Abandon de poste et indemnités de licenciement
L'abandon de poste étant assimilé à une démission, le salarié ne bénéficie d'aucune indemnité de licenciement ni de rupture conventionnelle. Seule lui est due l'indemnité compensatrice de congés payés, dans le cas où il n'aurait pas pris tous les congés auxquels il avait droit. Si l'employeur le dispense d'exécuter son préavis de fin de contrat, le salarié touche également l'indemnité compensatrice de préavis, correspondant aux salaires que le salarié aurait touché s'il l'avait effectué.
Jusqu'à la mise en place de la présomption de démission en 2023, l'abandon de poste était assimilé à un licenciement, et l'employeur avait le choix entre une procédure de licenciement pour faute simple ou pour faute grave selon les conséquences que l'abandon de poste avait eu sur l'organisation de l'entreprise.
Droit au chômage dans le cas d'un abandon de poste en CDI
Si l’employeur engage une procédure de rupture du contrat de travail pour démission suite à un abandon de poste, le salarié n'a pas le droit de toucher l'allocation chômage. Le salarié n'aura droit aux indemnités chômage que si sa démission est considérée comme légitime (suivi du conjoint, refus de l'employeur de verser le salaire dû, acte délictueux dans le cadre du contrat de travail).
De plus, si le salarié abandonne son poste pour certains motifs, cela ne peut pas être assimilé à une démission : raisons médicales, exercice du droit de grève, modification du contrat de travail à l'initiative de l'employeur... L'employeur ne peut alors mettre fin au contrat de travail pour démission. S'il le fait, le salarié peut saisir le conseil de prud'hommes pour contester la rupture du contrat de travail, et ainsi potentiellement être réintégré dans l'entreprise ou être indemnisé par son employeur et bénéficier de l'allocation chômage.

▸ Données enregistrées
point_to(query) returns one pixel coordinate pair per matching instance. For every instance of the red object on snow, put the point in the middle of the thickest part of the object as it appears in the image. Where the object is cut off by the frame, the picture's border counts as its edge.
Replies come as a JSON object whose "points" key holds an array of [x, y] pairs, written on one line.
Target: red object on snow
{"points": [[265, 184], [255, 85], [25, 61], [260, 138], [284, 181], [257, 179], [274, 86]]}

▸ Votre consigne
Pouvez-vous reprendre le texte sur l'abandon de poste entre « Abandon de poste et » et « l'organisation de l'entreprise. », bornes comprises, en substituant « rupture volontaire » à « démission » ?

▸ Résultat
Abandon de poste et indemnités de licenciement
L'abandon de poste étant assimilé à une rupture volontaire, le salarié ne bénéficie d'aucune indemnité de licenciement ni de rupture conventionnelle. Seule lui est due l'indemnité compensatrice de congés payés, dans le cas où il n'aurait pas pris tous les congés auxquels il avait droit. Si l'employeur le dispense d'exécuter son préavis de fin de contrat, le salarié touche également l'indemnité compensatrice de préavis, correspondant aux salaires que le salarié aurait touché s'il l'avait effectué.
Jusqu'à la mise en place de la présomption de rupture volontaire en 2023, l'abandon de poste était assimilé à un licenciement, et l'employeur avait le choix entre une procédure de licenciement pour faute simple ou pour faute grave selon les conséquences que l'abandon de poste avait eu sur l'organisation de l'entreprise.